• **ZU BEARBEITENDE EINTRÄGE**

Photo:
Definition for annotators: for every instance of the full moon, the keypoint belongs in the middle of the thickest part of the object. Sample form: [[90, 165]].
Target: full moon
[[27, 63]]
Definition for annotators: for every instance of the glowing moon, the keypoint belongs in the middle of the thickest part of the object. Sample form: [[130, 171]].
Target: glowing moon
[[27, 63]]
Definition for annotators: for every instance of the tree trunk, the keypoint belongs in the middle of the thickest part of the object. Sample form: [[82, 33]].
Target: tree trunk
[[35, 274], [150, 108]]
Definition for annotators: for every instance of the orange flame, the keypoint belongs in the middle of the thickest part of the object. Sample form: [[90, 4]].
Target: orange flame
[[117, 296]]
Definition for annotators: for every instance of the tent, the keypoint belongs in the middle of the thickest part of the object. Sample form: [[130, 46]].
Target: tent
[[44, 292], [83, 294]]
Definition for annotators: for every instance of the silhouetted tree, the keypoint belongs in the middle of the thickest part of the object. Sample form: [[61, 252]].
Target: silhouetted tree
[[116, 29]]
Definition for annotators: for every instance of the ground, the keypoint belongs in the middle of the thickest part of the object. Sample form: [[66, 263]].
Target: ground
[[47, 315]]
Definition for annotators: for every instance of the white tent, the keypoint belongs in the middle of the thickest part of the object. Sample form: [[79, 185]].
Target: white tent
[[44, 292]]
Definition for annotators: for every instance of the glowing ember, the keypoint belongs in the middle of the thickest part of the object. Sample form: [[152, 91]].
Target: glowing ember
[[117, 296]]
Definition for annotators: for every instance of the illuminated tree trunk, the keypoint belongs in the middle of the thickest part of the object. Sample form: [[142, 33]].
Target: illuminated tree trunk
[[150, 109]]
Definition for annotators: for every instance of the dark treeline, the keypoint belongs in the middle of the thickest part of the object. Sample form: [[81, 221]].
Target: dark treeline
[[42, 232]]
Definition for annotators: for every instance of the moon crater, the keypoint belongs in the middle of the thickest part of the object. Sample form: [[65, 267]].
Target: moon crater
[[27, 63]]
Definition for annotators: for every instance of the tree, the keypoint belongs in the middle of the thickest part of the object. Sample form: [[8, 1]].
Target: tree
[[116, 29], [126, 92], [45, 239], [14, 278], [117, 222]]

• **WAS ZU TUN IST**
Schreib alle Einträge oben Zeile für Zeile ab, ohne etwas zu ändern.

• **VOLLSTÄNDIGE ANTWORT**
Photo:
Definition for annotators: for every instance of the full moon, the keypoint belongs in the middle of the thickest part of the object. Sample form: [[90, 165]].
Target: full moon
[[27, 63]]
Definition for annotators: for every instance of the glowing moon, the keypoint belongs in the middle of the thickest part of the object. Sample form: [[130, 171]].
Target: glowing moon
[[27, 63]]
Definition for annotators: for every instance of the tree trunk, the keypoint belongs in the middle of the thickest part of the object. Sample form: [[82, 33]].
Target: tree trunk
[[35, 274], [150, 108]]
Definition for annotators: for every instance of the orange flame, the keypoint belongs in the middle of the thickest part of the object. Sample form: [[90, 4]].
Target: orange flame
[[117, 296]]
Definition for annotators: for every instance of the tent, the keypoint belongs in the middle of the thickest part of the object. Sample form: [[130, 46]].
Target: tent
[[44, 292], [83, 294]]
Definition for annotators: for every instance of the silhouetted tree, the keypoint belongs in the middle of the thickest part of the object. Sample form: [[61, 252]].
Target: silhouetted tree
[[116, 29]]
Definition for annotators: for every instance of the ground, the keypoint belongs in the middle of the thickest part of the object. Sample form: [[66, 263]].
Target: ground
[[47, 315]]
Definition for annotators: for every instance of the white tent, the keypoint belongs in the middle of the thickest part of the object. Sample form: [[79, 185]].
Target: white tent
[[44, 292]]
Definition for annotators: for every instance of the glowing ember, the keypoint belongs in the middle of the thickest part of the object. Sample form: [[152, 91]].
Target: glowing ember
[[117, 296]]
Definition for annotators: for every instance of the illuminated tree trunk, the keypoint belongs in the middle of the thickest part of the object. Sample form: [[142, 33]].
Target: illuminated tree trunk
[[150, 109]]
Definition for annotators: for every instance of the dark treeline, the keypoint belongs in the middle of the thickest part of the object. Sample form: [[81, 221]].
Target: dark treeline
[[42, 232]]
Definition for annotators: for every instance of the moon crater, the keypoint belongs in the middle of the thickest part of the object. Sample form: [[65, 267]].
Target: moon crater
[[27, 63]]
Definition for annotators: for every instance of the tree, the keypoint belongs in the middle of the thickest part of the object. Sample form: [[8, 1]].
Target: tree
[[116, 29], [126, 92], [45, 239], [14, 278], [117, 222]]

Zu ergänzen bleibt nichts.